You can view A-Trak's trajectory from happy-go-lucky French-Canadian teenager to DJ-on-the-make in the recently released documentary Sunglasses Is a Must. On the DVD, the 24-year-old dons a white bathrobe and sits in a white and tan recliner chair as if it were the leather throne Alistair Cooke once occupied for Masterpiece Theatre.

Sunglasses Is a Must is an hour-and-a-half-long highlight reel. It shows pictures of Alain Macklovitch at his bar mitzvah, where he got the money to buy his first pair of Technics 1200 turntables. It features his initial performances as A-Trak at various spots around Montreal. It includes the award-winning routine he used to win the 1997 DMC World Championship, as well as the 1998 mistake-filled routine that helped him lose the title to Miami DJ Craze. In fact, most of the DVD is full of scratch lore, illustrating just how much A-Trak's reputation rests on his turntablism career.

*Given instruction*
Continue the passage above about the A-Trak documentary from the point where it stops.

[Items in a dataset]
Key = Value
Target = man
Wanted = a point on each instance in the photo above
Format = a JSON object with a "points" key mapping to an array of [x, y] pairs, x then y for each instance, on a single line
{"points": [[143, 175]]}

*Answer below*
This may be news, though, to people who just know A-Trak as that white guy on the turntables behind Kanye West. Kanye hired A-Trak after seeing him perform at an in-store in London. A-Trak has served as his tour DJ ever since, from Kanye's gig opening up on Usher's "The Truth" tour in 2004 to the "Touch the Sky" headlining trek last year.

"My role is to back him up, play all the music that he raps over, and also be involved in putting together the whole show as far as the set list, how the music flows," A-Trak says by phone while driving through New York. (He splits his time between the Big Apple and his native Montreal, Canada.) But he stops short of calling himself Kanye's musical director. "On every show, the music comes from my setup and from what I'm playing . . . I'm the DJ, that's all."

Sunglasses Is a Must doesn't get too deep into Audio Research, the record label A-Trak formed with his friend Willo and his brother and hip-hop journalist Dave 1 (a name some may recognize from the pages of Vice magazine). Since 1997, Audio Research has issued consistently strong releases from such names as Obscure Disorder (A-Trak's onetime hip-hop group), D-Styles, and DJ Serious. "I run most of the day-to-day operations of the label," says A-Trak.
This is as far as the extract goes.